Beginning with the line where "Request = tag one keypoint per instance of the flat roof" appears, retype every remaining line of the data below, both the first and last included.
------ RECORDS FOR THIS EXERCISE ------
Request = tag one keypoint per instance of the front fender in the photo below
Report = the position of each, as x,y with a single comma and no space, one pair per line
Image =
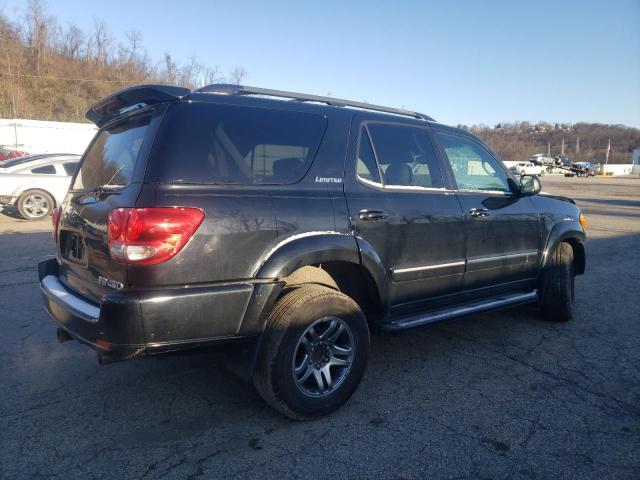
568,230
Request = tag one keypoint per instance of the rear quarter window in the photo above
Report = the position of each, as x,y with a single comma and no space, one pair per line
224,144
45,169
112,157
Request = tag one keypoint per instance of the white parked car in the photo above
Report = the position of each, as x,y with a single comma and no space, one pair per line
35,184
527,168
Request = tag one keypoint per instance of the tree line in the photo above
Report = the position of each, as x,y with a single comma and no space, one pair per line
53,72
583,142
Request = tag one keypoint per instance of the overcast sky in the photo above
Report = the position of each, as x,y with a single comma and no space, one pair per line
460,61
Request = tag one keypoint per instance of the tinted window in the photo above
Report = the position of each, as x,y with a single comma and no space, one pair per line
70,168
366,166
473,166
405,156
206,143
47,169
112,156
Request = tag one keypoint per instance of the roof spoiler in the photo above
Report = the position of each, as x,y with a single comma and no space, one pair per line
132,98
230,89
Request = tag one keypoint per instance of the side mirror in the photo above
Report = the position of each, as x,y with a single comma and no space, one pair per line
529,185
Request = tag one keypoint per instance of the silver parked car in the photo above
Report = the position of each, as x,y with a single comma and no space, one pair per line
35,184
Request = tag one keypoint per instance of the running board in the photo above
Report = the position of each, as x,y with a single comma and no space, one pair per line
418,320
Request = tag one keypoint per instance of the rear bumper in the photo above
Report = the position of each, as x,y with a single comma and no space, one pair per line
133,324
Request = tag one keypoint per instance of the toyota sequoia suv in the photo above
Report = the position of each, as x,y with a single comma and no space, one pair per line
286,228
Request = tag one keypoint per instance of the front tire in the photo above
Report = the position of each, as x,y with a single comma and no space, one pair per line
314,352
557,292
35,204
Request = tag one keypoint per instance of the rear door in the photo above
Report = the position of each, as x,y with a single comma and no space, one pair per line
109,177
399,204
503,240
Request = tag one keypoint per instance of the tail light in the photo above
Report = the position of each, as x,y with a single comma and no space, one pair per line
55,221
148,236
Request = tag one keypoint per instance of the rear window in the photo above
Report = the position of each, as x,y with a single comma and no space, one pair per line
112,157
205,143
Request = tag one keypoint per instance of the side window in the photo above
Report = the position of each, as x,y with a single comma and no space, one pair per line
473,166
366,166
70,168
405,156
46,169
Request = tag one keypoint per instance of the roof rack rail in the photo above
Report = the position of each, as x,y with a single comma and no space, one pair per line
230,89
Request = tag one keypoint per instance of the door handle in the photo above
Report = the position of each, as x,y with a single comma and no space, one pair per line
479,212
372,215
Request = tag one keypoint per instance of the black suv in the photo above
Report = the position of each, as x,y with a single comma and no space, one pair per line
288,227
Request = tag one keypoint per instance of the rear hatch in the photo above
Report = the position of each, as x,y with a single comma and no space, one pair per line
109,177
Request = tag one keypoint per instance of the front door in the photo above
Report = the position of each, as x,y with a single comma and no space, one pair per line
502,229
399,204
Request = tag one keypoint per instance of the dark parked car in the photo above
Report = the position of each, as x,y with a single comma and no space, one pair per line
288,227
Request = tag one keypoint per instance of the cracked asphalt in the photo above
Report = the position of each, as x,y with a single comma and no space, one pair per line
500,395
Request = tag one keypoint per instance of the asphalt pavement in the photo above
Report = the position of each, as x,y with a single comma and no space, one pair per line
499,395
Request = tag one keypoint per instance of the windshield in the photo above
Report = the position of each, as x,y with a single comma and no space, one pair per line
111,159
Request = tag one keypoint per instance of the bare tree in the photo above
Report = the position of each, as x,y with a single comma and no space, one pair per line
213,75
73,41
170,69
135,39
36,30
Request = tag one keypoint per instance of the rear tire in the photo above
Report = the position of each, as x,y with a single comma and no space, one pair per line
302,371
35,204
557,292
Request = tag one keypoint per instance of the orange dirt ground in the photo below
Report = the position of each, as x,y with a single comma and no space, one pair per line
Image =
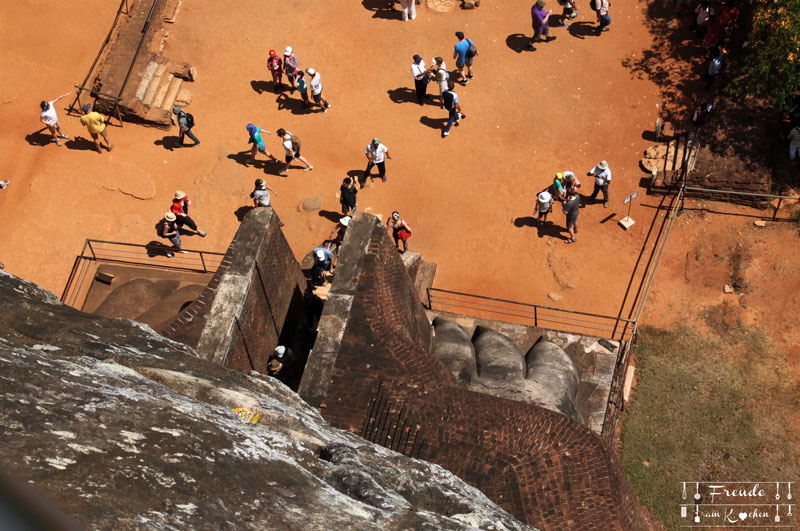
566,106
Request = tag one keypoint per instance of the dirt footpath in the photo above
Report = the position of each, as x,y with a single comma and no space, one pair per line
468,197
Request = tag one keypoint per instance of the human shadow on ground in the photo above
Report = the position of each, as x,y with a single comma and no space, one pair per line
82,144
40,138
169,142
517,42
330,215
242,211
434,123
295,105
583,29
262,86
382,9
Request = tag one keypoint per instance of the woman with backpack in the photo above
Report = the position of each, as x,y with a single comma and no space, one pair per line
258,143
291,144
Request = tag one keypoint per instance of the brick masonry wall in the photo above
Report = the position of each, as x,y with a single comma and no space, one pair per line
542,467
260,260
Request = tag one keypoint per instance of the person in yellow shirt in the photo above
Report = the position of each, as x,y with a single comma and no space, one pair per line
96,125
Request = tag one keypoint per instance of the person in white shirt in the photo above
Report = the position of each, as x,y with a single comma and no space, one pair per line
421,78
315,84
291,144
602,176
50,119
376,154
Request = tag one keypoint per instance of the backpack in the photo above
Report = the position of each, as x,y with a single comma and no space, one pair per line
472,51
295,143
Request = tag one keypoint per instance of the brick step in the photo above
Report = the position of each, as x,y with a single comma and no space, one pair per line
424,280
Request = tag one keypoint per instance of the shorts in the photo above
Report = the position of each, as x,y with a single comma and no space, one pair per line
572,219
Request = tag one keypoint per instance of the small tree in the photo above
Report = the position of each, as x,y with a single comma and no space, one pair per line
770,68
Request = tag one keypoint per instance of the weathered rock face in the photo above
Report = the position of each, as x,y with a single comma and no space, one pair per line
125,429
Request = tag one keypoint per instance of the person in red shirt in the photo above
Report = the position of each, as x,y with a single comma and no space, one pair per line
180,207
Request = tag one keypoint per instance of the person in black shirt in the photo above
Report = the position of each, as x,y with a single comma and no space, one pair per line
572,209
347,196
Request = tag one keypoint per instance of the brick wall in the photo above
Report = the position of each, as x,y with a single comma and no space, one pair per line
541,466
238,320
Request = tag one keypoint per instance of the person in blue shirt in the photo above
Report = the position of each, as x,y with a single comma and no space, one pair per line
463,59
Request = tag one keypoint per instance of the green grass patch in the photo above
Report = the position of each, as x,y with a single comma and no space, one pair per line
708,407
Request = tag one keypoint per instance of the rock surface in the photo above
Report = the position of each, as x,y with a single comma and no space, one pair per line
124,429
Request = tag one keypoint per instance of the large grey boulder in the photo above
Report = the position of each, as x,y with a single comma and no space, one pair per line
124,429
499,359
453,347
553,378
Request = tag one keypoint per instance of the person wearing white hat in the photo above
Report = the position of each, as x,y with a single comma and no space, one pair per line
602,176
169,229
315,84
291,65
323,261
544,204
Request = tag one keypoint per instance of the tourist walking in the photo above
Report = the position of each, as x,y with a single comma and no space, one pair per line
275,67
347,196
409,9
540,21
440,74
323,261
49,118
376,154
464,53
260,196
401,232
258,143
544,204
185,124
315,84
421,78
572,209
180,207
603,19
96,125
291,65
453,107
168,229
602,177
291,145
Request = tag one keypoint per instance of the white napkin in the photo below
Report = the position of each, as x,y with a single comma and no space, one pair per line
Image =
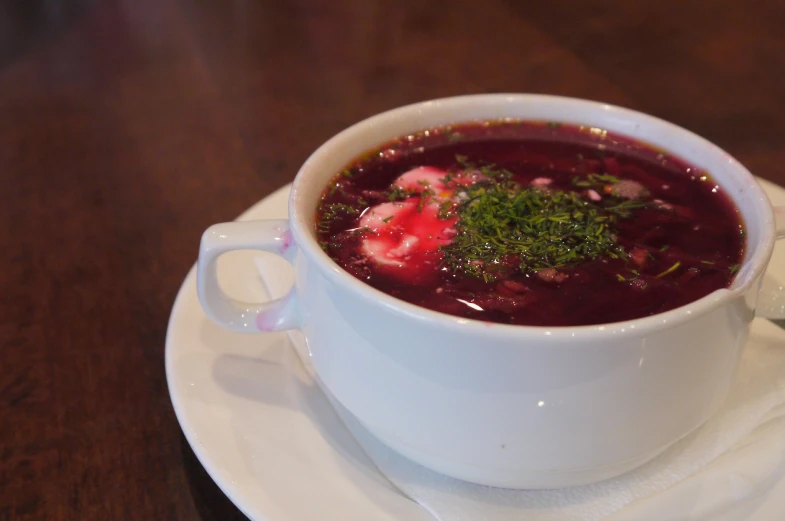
734,458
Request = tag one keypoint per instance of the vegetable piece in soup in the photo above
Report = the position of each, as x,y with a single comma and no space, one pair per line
531,223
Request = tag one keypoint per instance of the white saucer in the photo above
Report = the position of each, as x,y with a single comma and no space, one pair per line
267,435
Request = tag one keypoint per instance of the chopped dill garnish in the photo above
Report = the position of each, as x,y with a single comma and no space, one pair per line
398,194
503,225
594,180
669,270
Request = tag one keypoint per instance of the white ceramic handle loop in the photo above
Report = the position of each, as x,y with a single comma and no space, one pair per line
771,299
272,236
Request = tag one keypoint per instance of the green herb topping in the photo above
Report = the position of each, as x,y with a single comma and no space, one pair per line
503,225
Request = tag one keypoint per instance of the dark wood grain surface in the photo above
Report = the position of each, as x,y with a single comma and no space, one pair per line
128,126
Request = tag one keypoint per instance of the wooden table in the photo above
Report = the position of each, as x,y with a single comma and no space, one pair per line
128,126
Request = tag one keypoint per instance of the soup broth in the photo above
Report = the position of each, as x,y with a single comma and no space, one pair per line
531,223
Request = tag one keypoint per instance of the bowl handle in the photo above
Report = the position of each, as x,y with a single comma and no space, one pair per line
271,236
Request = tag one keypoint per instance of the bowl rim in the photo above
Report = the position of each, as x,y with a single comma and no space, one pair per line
300,222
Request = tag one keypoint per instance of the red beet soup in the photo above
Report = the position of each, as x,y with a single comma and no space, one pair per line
531,223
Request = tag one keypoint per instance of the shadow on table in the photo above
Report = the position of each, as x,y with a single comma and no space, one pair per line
211,503
26,24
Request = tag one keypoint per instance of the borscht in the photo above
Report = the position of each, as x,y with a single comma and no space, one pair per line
531,223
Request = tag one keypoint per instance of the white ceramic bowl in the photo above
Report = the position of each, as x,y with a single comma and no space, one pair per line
508,406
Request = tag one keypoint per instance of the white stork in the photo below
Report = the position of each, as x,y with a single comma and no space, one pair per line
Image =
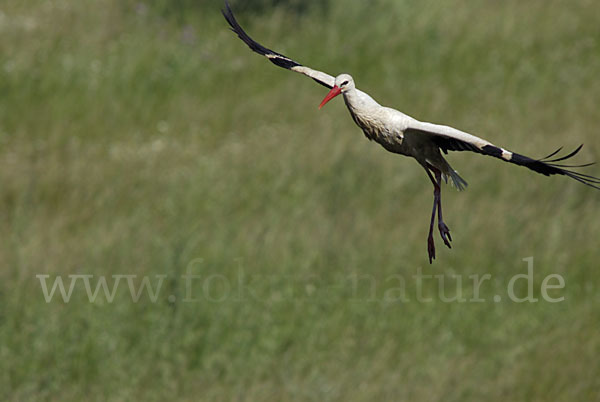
402,134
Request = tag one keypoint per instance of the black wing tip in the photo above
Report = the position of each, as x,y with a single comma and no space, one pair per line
549,167
274,57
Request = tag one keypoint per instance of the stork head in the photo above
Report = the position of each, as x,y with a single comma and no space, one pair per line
343,83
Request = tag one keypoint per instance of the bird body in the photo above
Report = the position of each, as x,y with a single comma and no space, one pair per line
402,134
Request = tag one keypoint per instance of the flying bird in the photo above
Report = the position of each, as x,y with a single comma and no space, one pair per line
404,135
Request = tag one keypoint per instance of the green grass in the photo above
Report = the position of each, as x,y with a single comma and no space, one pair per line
136,141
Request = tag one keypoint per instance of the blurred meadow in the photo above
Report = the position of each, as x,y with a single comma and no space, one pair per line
143,138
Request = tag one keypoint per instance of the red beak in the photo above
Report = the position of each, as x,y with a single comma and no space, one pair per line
335,91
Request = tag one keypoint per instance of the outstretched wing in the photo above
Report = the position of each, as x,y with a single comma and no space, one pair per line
275,58
451,139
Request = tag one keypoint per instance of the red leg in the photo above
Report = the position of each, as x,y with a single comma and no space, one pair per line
444,231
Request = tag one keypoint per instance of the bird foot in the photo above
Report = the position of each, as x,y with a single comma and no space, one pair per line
431,248
445,233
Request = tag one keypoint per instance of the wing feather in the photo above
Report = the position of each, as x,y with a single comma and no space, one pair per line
451,139
276,58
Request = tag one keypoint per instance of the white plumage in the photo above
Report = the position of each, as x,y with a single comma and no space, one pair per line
402,134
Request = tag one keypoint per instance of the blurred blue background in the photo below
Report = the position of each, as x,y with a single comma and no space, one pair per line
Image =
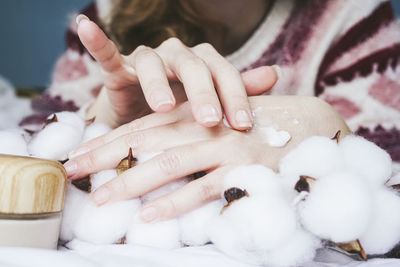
32,37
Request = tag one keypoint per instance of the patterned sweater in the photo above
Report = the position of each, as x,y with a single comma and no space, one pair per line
346,52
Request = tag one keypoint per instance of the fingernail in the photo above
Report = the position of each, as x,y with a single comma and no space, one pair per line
149,214
77,152
80,17
243,119
70,167
208,113
101,196
162,99
278,71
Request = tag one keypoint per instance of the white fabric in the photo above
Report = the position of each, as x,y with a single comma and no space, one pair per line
87,255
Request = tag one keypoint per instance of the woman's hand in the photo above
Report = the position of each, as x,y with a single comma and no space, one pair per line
188,148
156,76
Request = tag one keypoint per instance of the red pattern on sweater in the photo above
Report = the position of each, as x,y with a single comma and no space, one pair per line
364,29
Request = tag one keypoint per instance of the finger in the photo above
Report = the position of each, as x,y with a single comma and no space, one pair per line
196,79
99,46
191,196
164,168
260,80
109,155
153,79
146,122
231,90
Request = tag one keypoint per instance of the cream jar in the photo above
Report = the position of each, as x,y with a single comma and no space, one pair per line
32,195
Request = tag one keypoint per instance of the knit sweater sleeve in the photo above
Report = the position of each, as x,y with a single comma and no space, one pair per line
360,77
346,52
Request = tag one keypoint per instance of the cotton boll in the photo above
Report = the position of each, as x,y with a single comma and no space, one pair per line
163,190
193,225
301,248
252,226
255,179
163,234
55,141
105,224
70,118
383,232
102,177
74,198
367,159
94,130
338,208
12,143
316,156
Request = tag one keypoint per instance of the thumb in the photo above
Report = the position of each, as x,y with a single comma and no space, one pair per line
258,81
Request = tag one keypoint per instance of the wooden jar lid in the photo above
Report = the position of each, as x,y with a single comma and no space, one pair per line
31,185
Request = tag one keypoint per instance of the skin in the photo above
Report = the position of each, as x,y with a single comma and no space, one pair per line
159,79
192,148
200,73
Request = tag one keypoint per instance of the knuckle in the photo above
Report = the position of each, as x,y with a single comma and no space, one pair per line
144,54
140,48
206,192
169,162
134,140
207,47
173,42
191,64
119,185
90,162
226,69
135,125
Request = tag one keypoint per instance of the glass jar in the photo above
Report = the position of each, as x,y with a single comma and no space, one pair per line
32,195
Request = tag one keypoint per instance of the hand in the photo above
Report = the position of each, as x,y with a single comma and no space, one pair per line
156,75
188,148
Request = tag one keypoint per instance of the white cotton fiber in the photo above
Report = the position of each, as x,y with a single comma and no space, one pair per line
94,130
367,159
102,177
13,143
255,179
251,226
164,234
383,232
74,199
194,225
299,249
338,208
105,224
70,118
317,156
55,141
163,190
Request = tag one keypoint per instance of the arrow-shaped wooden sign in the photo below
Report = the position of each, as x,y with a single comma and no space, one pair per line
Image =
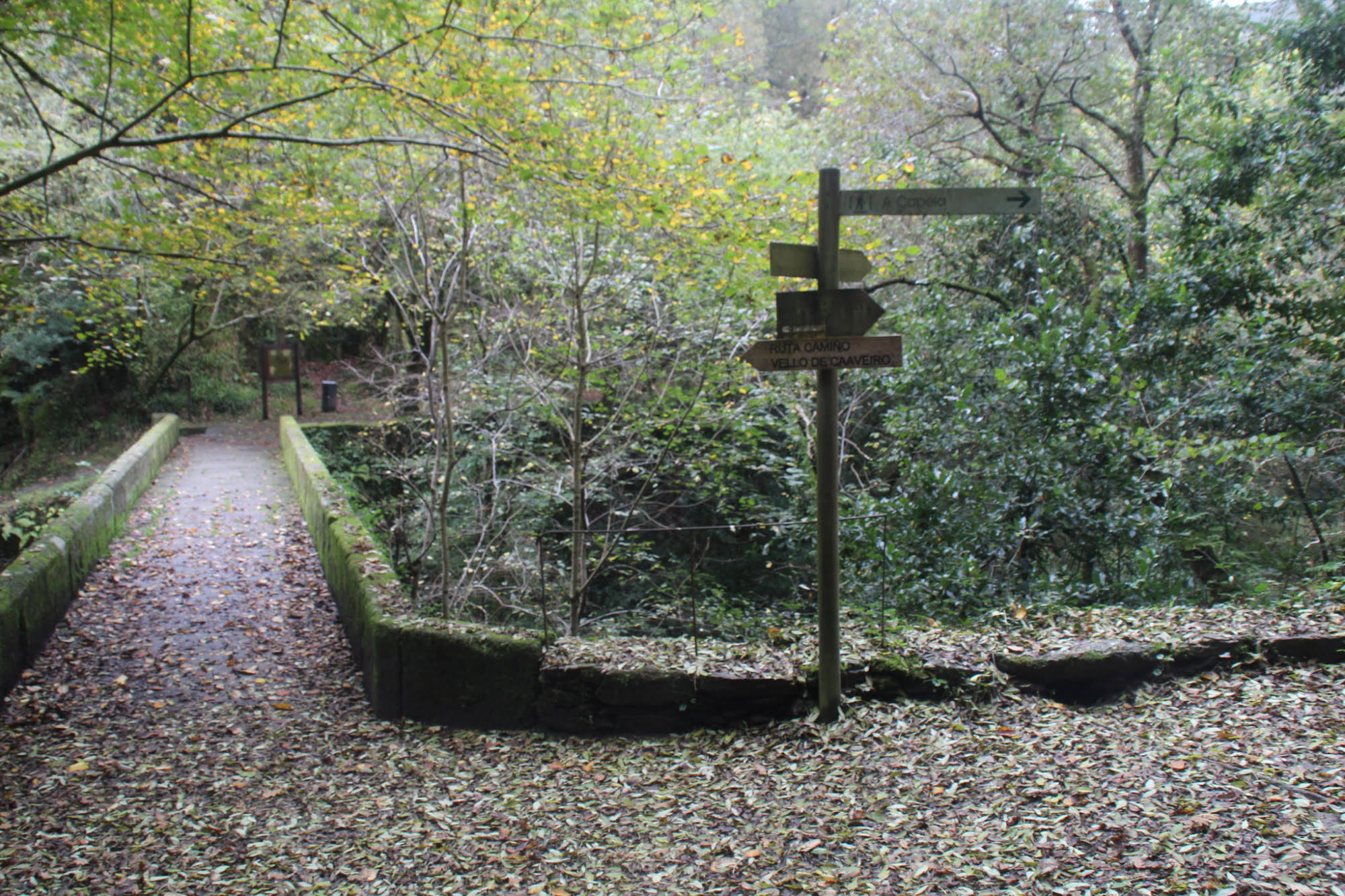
801,260
825,313
956,201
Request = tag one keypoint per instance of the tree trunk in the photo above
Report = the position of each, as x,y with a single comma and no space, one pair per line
579,469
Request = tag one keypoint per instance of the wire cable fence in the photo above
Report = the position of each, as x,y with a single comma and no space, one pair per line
551,633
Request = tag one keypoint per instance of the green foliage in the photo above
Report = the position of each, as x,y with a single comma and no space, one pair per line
24,520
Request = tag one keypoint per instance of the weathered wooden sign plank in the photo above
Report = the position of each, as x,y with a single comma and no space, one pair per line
801,260
957,201
825,313
825,353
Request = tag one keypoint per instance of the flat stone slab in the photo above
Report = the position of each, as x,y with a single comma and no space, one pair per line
1096,666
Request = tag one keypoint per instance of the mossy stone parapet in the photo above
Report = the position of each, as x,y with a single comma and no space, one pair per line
37,588
601,701
420,669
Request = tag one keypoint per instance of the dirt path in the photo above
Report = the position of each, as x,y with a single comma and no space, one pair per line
197,727
201,654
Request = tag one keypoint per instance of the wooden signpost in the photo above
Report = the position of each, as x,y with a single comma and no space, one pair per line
832,313
280,362
801,260
824,330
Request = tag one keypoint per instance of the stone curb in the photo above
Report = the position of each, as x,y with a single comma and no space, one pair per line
37,588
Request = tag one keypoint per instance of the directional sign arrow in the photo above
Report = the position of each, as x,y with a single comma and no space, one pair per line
827,353
960,201
801,260
832,313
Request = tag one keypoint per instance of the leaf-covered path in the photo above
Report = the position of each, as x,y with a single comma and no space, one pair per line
197,727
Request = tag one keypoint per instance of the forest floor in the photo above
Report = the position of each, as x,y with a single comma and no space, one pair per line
197,725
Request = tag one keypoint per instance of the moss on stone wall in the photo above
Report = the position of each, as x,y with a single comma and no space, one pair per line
469,677
37,588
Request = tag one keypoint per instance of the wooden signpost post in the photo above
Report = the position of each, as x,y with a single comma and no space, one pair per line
280,362
824,330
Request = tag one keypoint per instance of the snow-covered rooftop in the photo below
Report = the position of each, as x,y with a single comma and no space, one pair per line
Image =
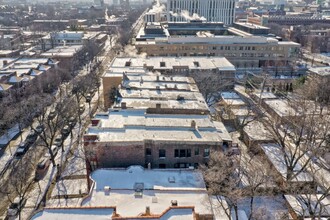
151,179
317,202
127,125
159,188
82,213
170,63
281,107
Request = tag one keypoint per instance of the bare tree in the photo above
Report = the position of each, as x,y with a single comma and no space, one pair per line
299,136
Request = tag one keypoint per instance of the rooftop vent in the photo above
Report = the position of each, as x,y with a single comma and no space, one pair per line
147,211
193,124
154,199
171,179
128,63
174,202
180,98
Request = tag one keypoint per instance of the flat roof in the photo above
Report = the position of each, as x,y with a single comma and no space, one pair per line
296,202
281,107
265,95
133,125
257,131
152,179
252,26
62,51
322,71
232,99
158,189
74,213
165,63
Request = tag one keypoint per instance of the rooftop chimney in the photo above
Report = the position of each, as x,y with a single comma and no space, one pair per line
147,210
174,203
193,124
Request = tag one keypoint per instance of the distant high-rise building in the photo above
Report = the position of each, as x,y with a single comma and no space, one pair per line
99,2
210,10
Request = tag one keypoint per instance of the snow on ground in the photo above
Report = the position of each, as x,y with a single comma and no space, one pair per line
76,165
70,187
270,207
6,138
65,202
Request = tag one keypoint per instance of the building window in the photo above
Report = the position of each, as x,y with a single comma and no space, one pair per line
206,152
196,151
148,151
188,153
196,64
162,153
182,153
176,153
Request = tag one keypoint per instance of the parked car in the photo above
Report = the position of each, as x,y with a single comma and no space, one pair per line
54,150
40,128
32,137
52,114
72,122
21,150
65,131
42,168
81,108
88,97
16,207
58,141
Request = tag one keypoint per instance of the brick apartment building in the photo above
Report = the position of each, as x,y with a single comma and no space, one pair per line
------
COMPLETE RESPONSE
Request = tag one keypoint per instance of the flat roof in the photo above
Report = the position of each, as x,y with a single comma and no space, one pair per line
296,202
281,107
265,95
133,125
257,131
152,179
252,26
62,51
322,71
232,99
158,189
74,213
165,63
Request = tag one keypoint per instance of the rooftop chimney in the photo above
Report = the position of each, as x,y with a single comma and no space, one pair per line
147,210
174,203
193,124
Request = tag one keypoint per instance of the distant high-rise building in the photo above
Report = the position of each, as x,y with a single comma and no space, one pair per line
99,2
210,10
Request = tag one keypoint per instance of the snow on ground in the photo above
Report = the position of each, as x,y with a single comma and no space, one pair per line
76,165
70,187
270,207
6,138
65,202
Request = tag one keypoint per instance of the building window in the photo above
Report = the position of each, as x,y with a single comma and no space, one pair per line
206,152
196,151
148,151
188,153
196,64
162,153
182,153
176,153
Request = tag one keypoint per instance of the parked car in the photo above
Report = the position of each, as x,y with a single comma and no space, one pair per line
54,150
40,128
32,137
52,114
72,122
21,150
65,131
42,168
81,108
88,97
16,207
58,141
Request = tag one keypoint per instance of the brick apartment building in the photo above
Report = the position of each, as x,y with a single comma and no space, one pair per line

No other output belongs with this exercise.